• THE EXERCISE: Present every one of the rows below as a numbered list, leaving out blank lines and the pictures.

• PROVIDED DATA:
——————————
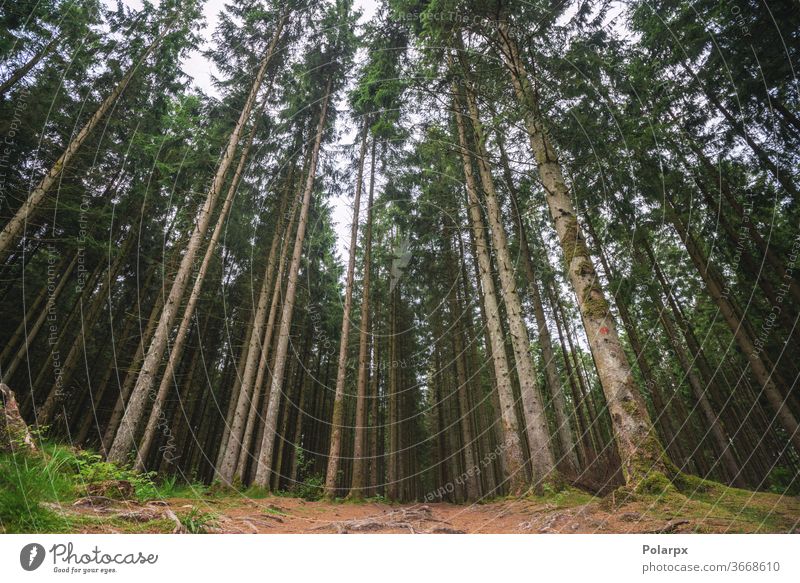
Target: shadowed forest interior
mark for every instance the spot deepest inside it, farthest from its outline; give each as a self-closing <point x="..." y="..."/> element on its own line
<point x="408" y="251"/>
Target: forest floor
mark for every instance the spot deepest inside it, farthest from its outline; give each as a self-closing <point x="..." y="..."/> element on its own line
<point x="718" y="509"/>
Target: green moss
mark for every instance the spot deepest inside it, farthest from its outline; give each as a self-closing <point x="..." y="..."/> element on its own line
<point x="585" y="267"/>
<point x="630" y="407"/>
<point x="654" y="484"/>
<point x="565" y="497"/>
<point x="572" y="243"/>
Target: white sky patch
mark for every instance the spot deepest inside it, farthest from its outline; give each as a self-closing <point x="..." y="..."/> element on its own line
<point x="201" y="71"/>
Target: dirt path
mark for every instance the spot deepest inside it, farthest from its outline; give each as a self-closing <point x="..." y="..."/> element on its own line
<point x="232" y="514"/>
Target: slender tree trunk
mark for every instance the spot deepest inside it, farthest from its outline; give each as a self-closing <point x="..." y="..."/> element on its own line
<point x="264" y="370"/>
<point x="639" y="448"/>
<point x="281" y="352"/>
<point x="338" y="397"/>
<point x="360" y="441"/>
<point x="15" y="226"/>
<point x="57" y="394"/>
<point x="512" y="445"/>
<point x="739" y="329"/>
<point x="459" y="354"/>
<point x="126" y="433"/>
<point x="49" y="307"/>
<point x="564" y="430"/>
<point x="23" y="70"/>
<point x="542" y="463"/>
<point x="156" y="414"/>
<point x="133" y="372"/>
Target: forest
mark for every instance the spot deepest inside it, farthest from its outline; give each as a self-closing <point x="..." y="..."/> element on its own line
<point x="426" y="257"/>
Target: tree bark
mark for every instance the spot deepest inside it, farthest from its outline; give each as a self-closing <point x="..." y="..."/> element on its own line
<point x="361" y="422"/>
<point x="512" y="445"/>
<point x="338" y="396"/>
<point x="264" y="469"/>
<point x="639" y="448"/>
<point x="15" y="226"/>
<point x="126" y="433"/>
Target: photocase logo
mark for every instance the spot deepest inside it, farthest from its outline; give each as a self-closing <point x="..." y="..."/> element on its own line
<point x="402" y="257"/>
<point x="31" y="556"/>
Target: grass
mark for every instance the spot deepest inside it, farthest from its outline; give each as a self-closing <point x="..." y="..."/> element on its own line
<point x="196" y="522"/>
<point x="59" y="475"/>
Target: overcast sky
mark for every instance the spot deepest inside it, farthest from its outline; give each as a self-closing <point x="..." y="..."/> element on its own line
<point x="201" y="70"/>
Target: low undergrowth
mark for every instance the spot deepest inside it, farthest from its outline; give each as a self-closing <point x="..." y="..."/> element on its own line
<point x="32" y="484"/>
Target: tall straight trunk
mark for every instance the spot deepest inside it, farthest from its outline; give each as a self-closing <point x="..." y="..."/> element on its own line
<point x="512" y="444"/>
<point x="176" y="353"/>
<point x="747" y="222"/>
<point x="739" y="329"/>
<point x="459" y="355"/>
<point x="265" y="455"/>
<point x="264" y="370"/>
<point x="227" y="471"/>
<point x="57" y="393"/>
<point x="564" y="431"/>
<point x="15" y="226"/>
<point x="721" y="441"/>
<point x="130" y="378"/>
<point x="393" y="421"/>
<point x="543" y="467"/>
<point x="374" y="411"/>
<point x="234" y="396"/>
<point x="663" y="416"/>
<point x="49" y="306"/>
<point x="23" y="69"/>
<point x="359" y="443"/>
<point x="126" y="433"/>
<point x="338" y="396"/>
<point x="783" y="176"/>
<point x="491" y="406"/>
<point x="640" y="451"/>
<point x="30" y="314"/>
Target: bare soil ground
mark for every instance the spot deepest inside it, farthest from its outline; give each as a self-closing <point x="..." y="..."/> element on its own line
<point x="722" y="510"/>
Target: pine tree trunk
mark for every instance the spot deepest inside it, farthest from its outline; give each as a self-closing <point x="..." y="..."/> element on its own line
<point x="459" y="354"/>
<point x="639" y="448"/>
<point x="739" y="329"/>
<point x="543" y="466"/>
<point x="264" y="469"/>
<point x="133" y="372"/>
<point x="564" y="430"/>
<point x="136" y="406"/>
<point x="338" y="397"/>
<point x="15" y="226"/>
<point x="156" y="414"/>
<point x="361" y="428"/>
<point x="23" y="70"/>
<point x="30" y="334"/>
<point x="512" y="445"/>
——————————
• CORRECT ANSWER:
1. Target: shadowed forest interior
2. mark for every instance the spot deepest inside it, farthest from its outline; give each as a self-closing <point x="..." y="..."/> element on its own line
3. <point x="408" y="251"/>
4. Target: forest floor
5. mark for every instance the spot deepest inside it, farthest from its outline; give each as a self-closing <point x="..." y="..."/> element on its own line
6. <point x="718" y="509"/>
7. Target: green moss
8. mark for every instance the spot deepest inside it, farthest from its outline; give each as a self-closing <point x="..." y="..."/> element on its own line
9. <point x="585" y="267"/>
10. <point x="630" y="407"/>
11. <point x="654" y="484"/>
12. <point x="565" y="497"/>
13. <point x="572" y="243"/>
14. Target: white sky patch
15. mark for every instance the spot deepest inside it, farthest from its outline; give each as a self-closing <point x="..." y="..."/> element on its own line
16. <point x="201" y="71"/>
17. Target: dirt path
18. mark for every instance the spot deepest inside it, farthest from its outline; give each as a self-closing <point x="..." y="..."/> element on its own line
19. <point x="232" y="514"/>
20. Target: slender tree trunk
21. mark for every instance the spot deepest inside it, farthest from its outline; give each as a self-closing <point x="..." y="..."/> element on its own line
22. <point x="264" y="370"/>
23. <point x="639" y="448"/>
24. <point x="281" y="352"/>
25. <point x="338" y="397"/>
26. <point x="360" y="441"/>
27. <point x="15" y="226"/>
28. <point x="57" y="394"/>
29. <point x="512" y="445"/>
30. <point x="739" y="329"/>
31. <point x="459" y="354"/>
32. <point x="126" y="433"/>
33. <point x="49" y="307"/>
34. <point x="564" y="430"/>
35. <point x="23" y="70"/>
36. <point x="542" y="463"/>
37. <point x="156" y="414"/>
38. <point x="133" y="372"/>
39. Target: forest
40. mark for every instance the spot deepest inside it, farthest from its outline; give each as a self-closing <point x="..." y="..."/> element on its own line
41. <point x="426" y="257"/>
42. Target: tree bark
43. mark for every instance the spot deepest inside it, farthest from its outline; give each as a self-closing <point x="..." y="..."/> element on its own line
44. <point x="361" y="422"/>
45. <point x="512" y="445"/>
46. <point x="338" y="396"/>
47. <point x="264" y="469"/>
48. <point x="639" y="448"/>
49. <point x="15" y="226"/>
50. <point x="126" y="433"/>
51. Target: photocase logo
52. mark for every instance the spot deepest inside it, farthest from its outline; give each as a self-closing <point x="..." y="..."/> element on its own line
53. <point x="402" y="257"/>
54. <point x="31" y="556"/>
55. Target: grass
56. mark for every instance the spot deepest inside it, farthest from its outline; give each as a self-closing <point x="..." y="..."/> element on its own line
57. <point x="196" y="522"/>
58. <point x="59" y="475"/>
59. Target: overcast sky
60. mark for every instance the spot deepest inside it, farthest from its outline; give each as a self-closing <point x="..." y="..."/> element on its own line
61. <point x="201" y="70"/>
62. Target: low undergrowth
63. mark for every instance the spot deepest inside it, farthest from its outline; give each as a self-closing <point x="..." y="..."/> element on its own line
64. <point x="32" y="484"/>
65. Target: tall straight trunk
66. mark for every instance the spot deepest inside it, farthest from its outline; give each as a self-closing <point x="..." y="..."/> element on its own line
67. <point x="512" y="444"/>
68. <point x="176" y="353"/>
69. <point x="747" y="222"/>
70. <point x="739" y="329"/>
71. <point x="459" y="355"/>
72. <point x="265" y="455"/>
73. <point x="264" y="370"/>
74. <point x="227" y="471"/>
75. <point x="57" y="393"/>
76. <point x="564" y="431"/>
77. <point x="15" y="226"/>
78. <point x="721" y="441"/>
79. <point x="130" y="378"/>
80. <point x="393" y="421"/>
81. <point x="543" y="467"/>
82. <point x="374" y="411"/>
83. <point x="234" y="396"/>
84. <point x="663" y="416"/>
85. <point x="49" y="306"/>
86. <point x="23" y="69"/>
87. <point x="359" y="443"/>
88. <point x="126" y="433"/>
89. <point x="338" y="396"/>
90. <point x="783" y="176"/>
91. <point x="491" y="406"/>
92. <point x="640" y="451"/>
93. <point x="30" y="314"/>
94. Target: bare soil ground
95. mark for every instance the spot deepest inside it, farthest from its outline; give each as a self-closing <point x="..." y="..."/> element on its own line
96. <point x="722" y="510"/>
97. Target: pine tree trunk
98. mark for every instance the spot deepest inside it, farthest from its outline; give each as a self-closing <point x="..." y="..."/> element on its own line
99. <point x="459" y="354"/>
100. <point x="639" y="448"/>
101. <point x="739" y="329"/>
102. <point x="543" y="466"/>
103. <point x="264" y="469"/>
104. <point x="133" y="372"/>
105. <point x="564" y="430"/>
106. <point x="136" y="406"/>
107. <point x="338" y="397"/>
108. <point x="15" y="226"/>
109. <point x="156" y="414"/>
110. <point x="361" y="428"/>
111. <point x="23" y="70"/>
112. <point x="30" y="334"/>
113. <point x="512" y="445"/>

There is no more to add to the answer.